_Instructions to follow:_ Copy out every record below, word for word.

***** Data to use *****

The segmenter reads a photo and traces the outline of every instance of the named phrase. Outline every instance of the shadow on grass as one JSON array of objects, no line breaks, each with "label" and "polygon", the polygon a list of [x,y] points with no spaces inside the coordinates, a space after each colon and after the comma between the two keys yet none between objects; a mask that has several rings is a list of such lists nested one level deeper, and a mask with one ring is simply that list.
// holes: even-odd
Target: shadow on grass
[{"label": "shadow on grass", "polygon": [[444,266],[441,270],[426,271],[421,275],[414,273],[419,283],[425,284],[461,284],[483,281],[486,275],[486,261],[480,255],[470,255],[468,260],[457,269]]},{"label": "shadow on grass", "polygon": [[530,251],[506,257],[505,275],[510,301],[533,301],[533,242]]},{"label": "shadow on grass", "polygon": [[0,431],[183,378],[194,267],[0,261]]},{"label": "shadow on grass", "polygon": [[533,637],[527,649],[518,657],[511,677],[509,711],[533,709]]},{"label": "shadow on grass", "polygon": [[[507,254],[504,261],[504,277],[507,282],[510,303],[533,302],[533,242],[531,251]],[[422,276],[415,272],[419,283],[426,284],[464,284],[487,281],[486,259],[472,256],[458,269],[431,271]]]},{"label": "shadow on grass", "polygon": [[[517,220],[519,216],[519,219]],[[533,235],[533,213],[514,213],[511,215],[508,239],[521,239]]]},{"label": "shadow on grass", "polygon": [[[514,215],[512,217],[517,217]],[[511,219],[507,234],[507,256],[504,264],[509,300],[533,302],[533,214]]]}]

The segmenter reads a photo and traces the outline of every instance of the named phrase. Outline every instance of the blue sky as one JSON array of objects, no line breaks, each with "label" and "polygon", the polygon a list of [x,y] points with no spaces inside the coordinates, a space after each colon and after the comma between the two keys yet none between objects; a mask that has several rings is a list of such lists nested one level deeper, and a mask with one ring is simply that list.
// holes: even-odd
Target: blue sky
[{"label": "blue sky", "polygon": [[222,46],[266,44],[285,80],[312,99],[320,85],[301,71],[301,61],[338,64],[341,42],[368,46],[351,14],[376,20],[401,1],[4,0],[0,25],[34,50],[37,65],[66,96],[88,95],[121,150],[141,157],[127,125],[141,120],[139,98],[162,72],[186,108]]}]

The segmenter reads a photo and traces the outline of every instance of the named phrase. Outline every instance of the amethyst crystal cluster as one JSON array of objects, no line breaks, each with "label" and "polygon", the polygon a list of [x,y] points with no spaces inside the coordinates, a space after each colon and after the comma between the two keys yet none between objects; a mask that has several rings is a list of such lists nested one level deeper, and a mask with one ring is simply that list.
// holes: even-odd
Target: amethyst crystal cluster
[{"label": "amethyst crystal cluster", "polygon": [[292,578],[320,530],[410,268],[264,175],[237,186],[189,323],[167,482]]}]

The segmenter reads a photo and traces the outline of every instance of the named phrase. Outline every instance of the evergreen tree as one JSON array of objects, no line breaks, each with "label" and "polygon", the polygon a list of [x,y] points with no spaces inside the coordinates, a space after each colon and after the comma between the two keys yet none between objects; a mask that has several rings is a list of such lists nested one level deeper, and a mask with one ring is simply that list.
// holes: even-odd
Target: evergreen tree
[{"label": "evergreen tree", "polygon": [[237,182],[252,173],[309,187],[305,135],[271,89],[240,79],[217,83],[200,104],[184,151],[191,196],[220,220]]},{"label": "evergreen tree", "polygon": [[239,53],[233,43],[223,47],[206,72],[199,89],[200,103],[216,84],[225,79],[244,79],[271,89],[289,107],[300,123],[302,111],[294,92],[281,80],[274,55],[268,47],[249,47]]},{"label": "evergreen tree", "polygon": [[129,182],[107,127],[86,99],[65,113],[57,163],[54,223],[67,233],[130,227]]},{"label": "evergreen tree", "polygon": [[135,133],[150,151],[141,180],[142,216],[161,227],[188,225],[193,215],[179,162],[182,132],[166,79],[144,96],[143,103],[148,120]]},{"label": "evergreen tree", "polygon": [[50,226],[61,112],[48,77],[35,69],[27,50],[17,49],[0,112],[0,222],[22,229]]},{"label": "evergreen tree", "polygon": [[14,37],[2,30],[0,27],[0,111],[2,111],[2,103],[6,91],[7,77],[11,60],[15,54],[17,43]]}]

*****

_Task response:_
The segmenter reads a photo and traces the outline of every instance of the named phrase. Outline every instance of the shadow on grass as one JSON array of objects, no line breaks, each with "label" and "polygon", the polygon a list of [x,y] points with no spaces inside the coordinates, a space after each colon and after the comma between the two keys yet none between objects; a mask that has several rings is a list of such lists nested one level deeper, and a mask with one ring is simply that list.
// holes: even-odd
Target: shadow on grass
[{"label": "shadow on grass", "polygon": [[444,266],[441,270],[426,271],[421,275],[414,273],[419,283],[425,284],[461,284],[483,281],[486,275],[486,261],[480,255],[470,255],[468,260],[457,269]]},{"label": "shadow on grass", "polygon": [[530,251],[506,257],[505,275],[510,301],[533,301],[533,242]]},{"label": "shadow on grass", "polygon": [[0,431],[183,378],[194,267],[0,261]]},{"label": "shadow on grass", "polygon": [[533,637],[527,649],[518,657],[511,677],[509,711],[533,709]]},{"label": "shadow on grass", "polygon": [[[507,254],[504,261],[504,277],[507,282],[510,303],[533,302],[533,242],[531,251]],[[422,276],[415,272],[419,283],[426,284],[464,284],[487,281],[486,259],[472,256],[458,269],[431,271]]]},{"label": "shadow on grass", "polygon": [[[517,220],[519,216],[519,219]],[[533,235],[533,213],[514,213],[511,215],[508,239],[521,239]]]},{"label": "shadow on grass", "polygon": [[[514,215],[512,217],[517,217]],[[511,219],[507,234],[507,256],[504,264],[509,300],[533,302],[533,214]]]}]

The segmenter reads a photo and traces the outline of every instance of the named phrase. Outline every instance of the blue sky as one JSON array of objects, no line breaks, each with "label" and "polygon", the polygon a list of [x,y] points with no spaces inside the coordinates, a space after each colon and after the comma between the two keys yet none between objects; a mask that has several rings is a list of such lists nested one level deeper, and a mask with one ring is simply that list.
// holes: even-odd
Target: blue sky
[{"label": "blue sky", "polygon": [[222,46],[266,44],[285,80],[312,99],[320,85],[301,71],[301,61],[338,64],[341,42],[368,46],[351,14],[376,20],[401,1],[4,0],[0,25],[34,50],[37,65],[66,96],[88,95],[121,150],[141,157],[127,125],[141,120],[139,98],[162,72],[186,108]]}]

The segmenter reads a photo and traces the outline of every instance of the named phrase. Outline every instance of the amethyst crystal cluster as one JSON array of objects, no line breaks, each with "label" and "polygon", the polygon a list of [x,y] points with no spaces inside the coordinates, a space after each colon and after the comma between the two keys yet none between objects; a mask that has several rings is a list of such lists nested one level deeper, and a mask with one ring is simply that list.
// holes: even-odd
Target: amethyst crystal cluster
[{"label": "amethyst crystal cluster", "polygon": [[292,578],[320,530],[410,268],[264,175],[237,186],[189,323],[167,482]]}]

The segmenter reads a photo and traces the outline of every instance of the named phrase. Outline every instance of the evergreen tree as one JSON array of objects, no line breaks, each with "label" and "polygon", the polygon a list of [x,y] points with no spaces inside the coordinates, a space after each colon and after the comma between the two keys yet none between objects; a mask that has several rings is a list of such lists nested one level deeper, and a mask with one ring is simply that list.
// holes: even-odd
Target: evergreen tree
[{"label": "evergreen tree", "polygon": [[237,182],[252,173],[309,187],[305,135],[271,89],[240,79],[217,83],[200,104],[184,151],[191,196],[220,220]]},{"label": "evergreen tree", "polygon": [[239,53],[233,43],[223,47],[206,72],[199,89],[200,103],[216,84],[225,79],[244,79],[271,89],[289,107],[300,123],[302,111],[294,92],[281,80],[274,55],[268,47],[249,47]]},{"label": "evergreen tree", "polygon": [[129,182],[107,127],[86,99],[65,113],[57,163],[54,223],[67,233],[130,227]]},{"label": "evergreen tree", "polygon": [[135,133],[150,151],[141,180],[142,216],[161,227],[188,225],[193,215],[179,162],[182,132],[166,79],[144,96],[143,103],[148,120]]},{"label": "evergreen tree", "polygon": [[50,226],[61,112],[48,77],[35,69],[27,50],[17,49],[0,112],[0,222],[22,229]]},{"label": "evergreen tree", "polygon": [[14,37],[2,30],[0,27],[0,111],[2,111],[2,103],[6,91],[7,77],[11,60],[15,54],[17,43]]}]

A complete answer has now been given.